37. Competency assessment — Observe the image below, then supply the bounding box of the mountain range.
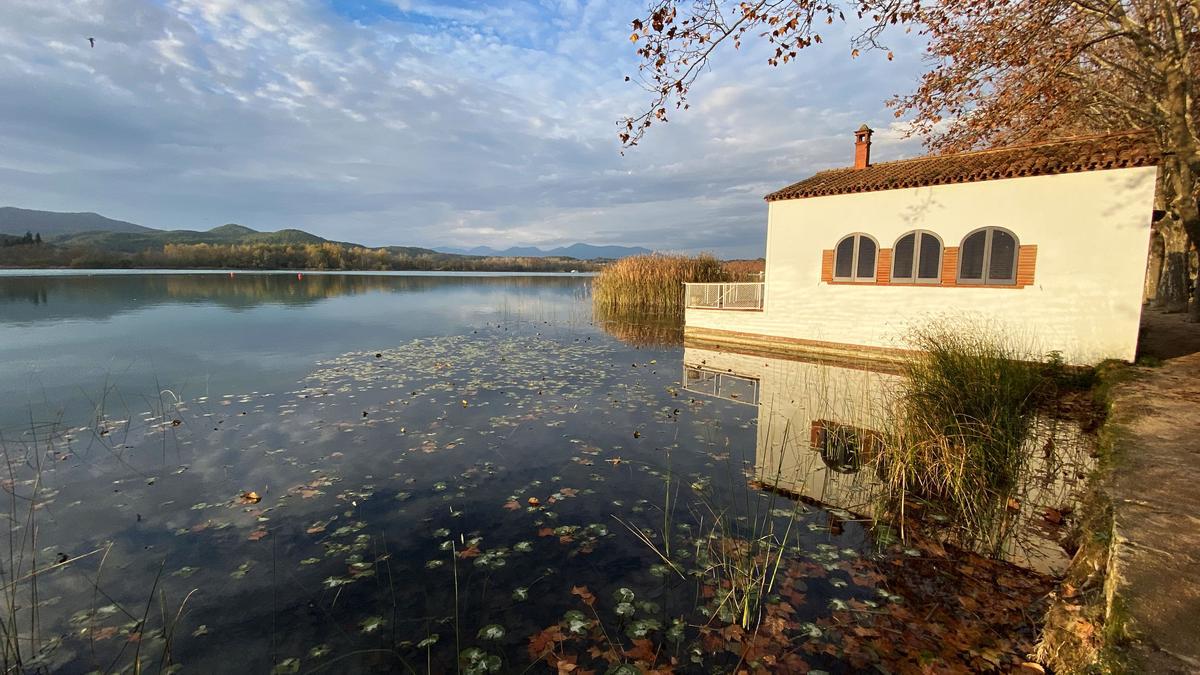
[0,207,650,259]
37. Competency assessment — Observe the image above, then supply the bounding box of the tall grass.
[592,253,732,317]
[877,324,1064,549]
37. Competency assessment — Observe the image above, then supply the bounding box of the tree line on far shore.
[0,232,42,247]
[0,235,600,271]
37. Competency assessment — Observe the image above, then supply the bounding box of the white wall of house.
[686,167,1158,364]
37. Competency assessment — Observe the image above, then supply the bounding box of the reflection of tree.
[0,274,583,322]
[592,304,683,347]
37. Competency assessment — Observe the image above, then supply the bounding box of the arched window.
[959,227,1020,283]
[892,229,942,283]
[833,234,880,281]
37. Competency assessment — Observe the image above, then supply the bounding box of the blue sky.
[0,0,922,256]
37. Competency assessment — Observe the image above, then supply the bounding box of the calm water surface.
[0,273,1070,673]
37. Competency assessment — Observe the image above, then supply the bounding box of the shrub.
[878,324,1063,548]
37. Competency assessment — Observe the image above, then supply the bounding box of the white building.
[685,125,1158,364]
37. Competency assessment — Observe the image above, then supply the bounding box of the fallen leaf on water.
[571,586,596,607]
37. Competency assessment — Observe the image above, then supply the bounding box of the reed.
[877,324,1060,548]
[592,253,732,317]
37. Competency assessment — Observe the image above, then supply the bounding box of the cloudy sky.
[0,0,920,256]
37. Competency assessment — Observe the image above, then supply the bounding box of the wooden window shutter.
[942,246,959,286]
[1016,244,1038,286]
[875,249,892,283]
[821,249,833,283]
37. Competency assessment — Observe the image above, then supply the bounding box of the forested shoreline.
[0,243,600,271]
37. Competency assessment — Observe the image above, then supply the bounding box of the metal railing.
[683,364,758,406]
[684,282,766,310]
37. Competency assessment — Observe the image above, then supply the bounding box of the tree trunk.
[1160,58,1200,321]
[1154,223,1188,312]
[1142,226,1165,306]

════════════════

Reproduce all of the lines above word for word, and leave the picture out.

SOLUTION TO THIS PROBLEM.
37. Competency assessment — Observe the image below, then supply the bounding box of the mountain range.
[0,207,650,259]
37. Competency assessment — Observe the image above, then supply the bounding box of the tall grass.
[592,253,732,317]
[877,324,1064,549]
37. Competency assessment — Observe the image above, then supply the bounding box of the tree line on far shore.
[0,232,42,247]
[0,235,600,271]
37. Competency assessment — Observe the image above, then supply the bounding box of the white wall of house.
[686,167,1158,364]
37. Competency assessment — Observe the image above, then supply the bounding box of the reflection of tree.
[0,274,583,322]
[592,304,683,347]
37. Competency assessment — Observe the image above, then supply the bounding box of the arched window.
[959,227,1020,283]
[892,229,942,283]
[833,234,880,281]
37. Competency assessment — Observe the image above, then supply the bounding box of the blue sky.
[0,0,922,256]
37. Competency assessment — Observe the image above, then supply the bounding box of the calm water surface.
[0,273,1070,673]
37. Competency assessment — Observe the image above, then supply the bounding box of the shrub.
[878,324,1063,548]
37. Competency assessment — Observe the image above, then supply the bounding box of the white building.
[685,125,1158,364]
37. Competency assessment — Observe the image above, then supply the bounding box of the fallen leaf on water.
[571,586,596,607]
37. Competency assessment — Observe the image above, then supply the bounding box of the reed.
[877,324,1060,548]
[592,253,732,317]
37. Competency assessment — Observe the image above, then supply the bounding box of the cloudy sky.
[0,0,920,256]
37. Competency assessment — Observe the image above, then supply the bounding box of the wooden window shutter.
[942,246,959,286]
[1016,244,1038,286]
[875,249,892,283]
[821,249,833,283]
37. Competency assessment — Observe the image above, then supply the bounding box of the forested shoreline.
[0,243,600,271]
37. Competency assessment — Observe the image above, then supply the bounding box of the metal railing.
[683,364,758,406]
[684,282,766,310]
37. Competency assessment — Observe the image above, then supply the bounding box of the tree trunk.
[1160,58,1200,321]
[1154,223,1188,312]
[1142,226,1165,306]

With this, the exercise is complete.